PROBLEM TO WORK ON: Rewrite all of the data below as a numbered list, omitting any blank lines. Leave the pictures out of your answer.

MATERIAL FOR THIS EXERCISE:
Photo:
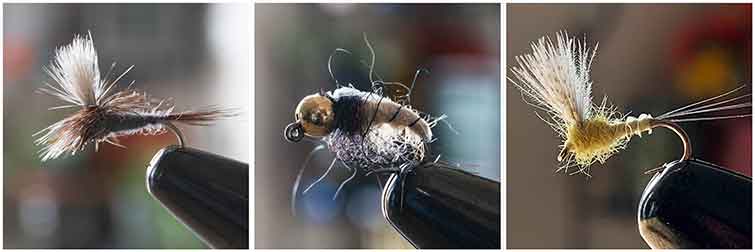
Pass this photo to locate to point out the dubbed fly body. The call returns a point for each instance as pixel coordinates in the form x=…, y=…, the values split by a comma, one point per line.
x=366, y=130
x=555, y=77
x=105, y=114
x=363, y=129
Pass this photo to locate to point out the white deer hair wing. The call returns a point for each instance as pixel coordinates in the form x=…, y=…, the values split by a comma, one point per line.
x=556, y=78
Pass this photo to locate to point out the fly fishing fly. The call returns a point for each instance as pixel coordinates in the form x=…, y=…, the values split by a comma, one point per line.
x=366, y=131
x=103, y=114
x=555, y=78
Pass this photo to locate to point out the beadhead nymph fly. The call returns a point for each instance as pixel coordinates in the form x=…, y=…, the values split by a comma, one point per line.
x=366, y=130
x=555, y=77
x=104, y=114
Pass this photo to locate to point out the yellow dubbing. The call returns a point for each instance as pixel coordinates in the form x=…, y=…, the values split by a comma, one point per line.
x=600, y=137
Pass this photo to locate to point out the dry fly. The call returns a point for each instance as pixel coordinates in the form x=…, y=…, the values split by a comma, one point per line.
x=365, y=130
x=103, y=114
x=556, y=78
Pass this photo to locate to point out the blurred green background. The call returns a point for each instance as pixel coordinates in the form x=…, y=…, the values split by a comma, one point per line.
x=193, y=53
x=652, y=58
x=458, y=43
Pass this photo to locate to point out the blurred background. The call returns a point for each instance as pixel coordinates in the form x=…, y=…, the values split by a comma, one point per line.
x=652, y=59
x=458, y=43
x=194, y=53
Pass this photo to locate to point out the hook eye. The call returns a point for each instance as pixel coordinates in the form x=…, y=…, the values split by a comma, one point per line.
x=294, y=132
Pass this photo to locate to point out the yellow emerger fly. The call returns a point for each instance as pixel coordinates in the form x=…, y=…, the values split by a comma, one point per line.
x=555, y=78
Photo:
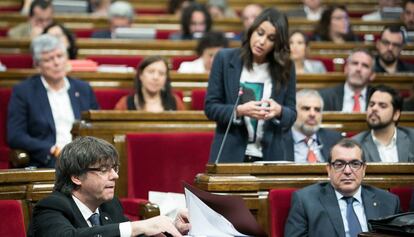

REPLY:
1. Photo:
2. Pass this photo to locate to point out the dubbed fly body. The call returns a point for each instance as pixel coordinates in the form x=…, y=…, the values split by a comma, one point per line.
3. x=366, y=130
4. x=555, y=77
5. x=105, y=114
6. x=363, y=129
7. Pass this photo to locate to point out the white deer hair wing. The call returns a point for each instance as pixel coordinates in the form x=…, y=…, the values split by a comma, one point per line.
8. x=556, y=78
9. Pass this photo to locate to point out the fly fishing fly. The call returns a point for each instance as pixel coordinates in the form x=…, y=…, the values split by a comma, one point per line.
10. x=366, y=131
11. x=103, y=114
12. x=555, y=78
13. Pass this photo to locate to point out the beadhead nymph fly. The call returns a point for each instance as pixel coordinates in the form x=…, y=…, the values split by a comma, one point per line.
14. x=366, y=130
15. x=555, y=77
16. x=104, y=114
17. Pass this photo to locate to point out the yellow dubbing. The call returns a point for each instance as pixel coordinates in the form x=…, y=…, the values split by a comma, one point per line.
18. x=600, y=137
19. Pass this photo to locate to point out the dry fly. The call returns a point for each instance as pixel coordinates in the form x=…, y=…, the values split by a comma, one point per line.
20. x=365, y=130
21. x=103, y=114
22. x=556, y=78
23. Pass this photo to locate to point out the blurred green background. The call returns a point for each instance as pixel coordinates in the form x=…, y=…, the values split by a comma, one point per line.
24. x=193, y=53
25. x=652, y=58
26. x=458, y=43
27. Pass this photo to locate to point out the blurred background. The call returns a point for each instance as pixel coordinates in the form x=…, y=…, the values split by a comma, one point per line.
28. x=652, y=59
29. x=458, y=43
30. x=194, y=53
31. Pass this photo to locate to point out the hook eye. The call returns a point for each instance as pixel coordinates in the form x=…, y=…, the values split by a comma, one point per line.
32. x=294, y=132
33. Pass this photo to locate to point out the yellow emerger fly. The call returns a point for each instance as pixel coordinates in the form x=…, y=…, the values split by a comma, one point per line.
34. x=555, y=78
35. Photo:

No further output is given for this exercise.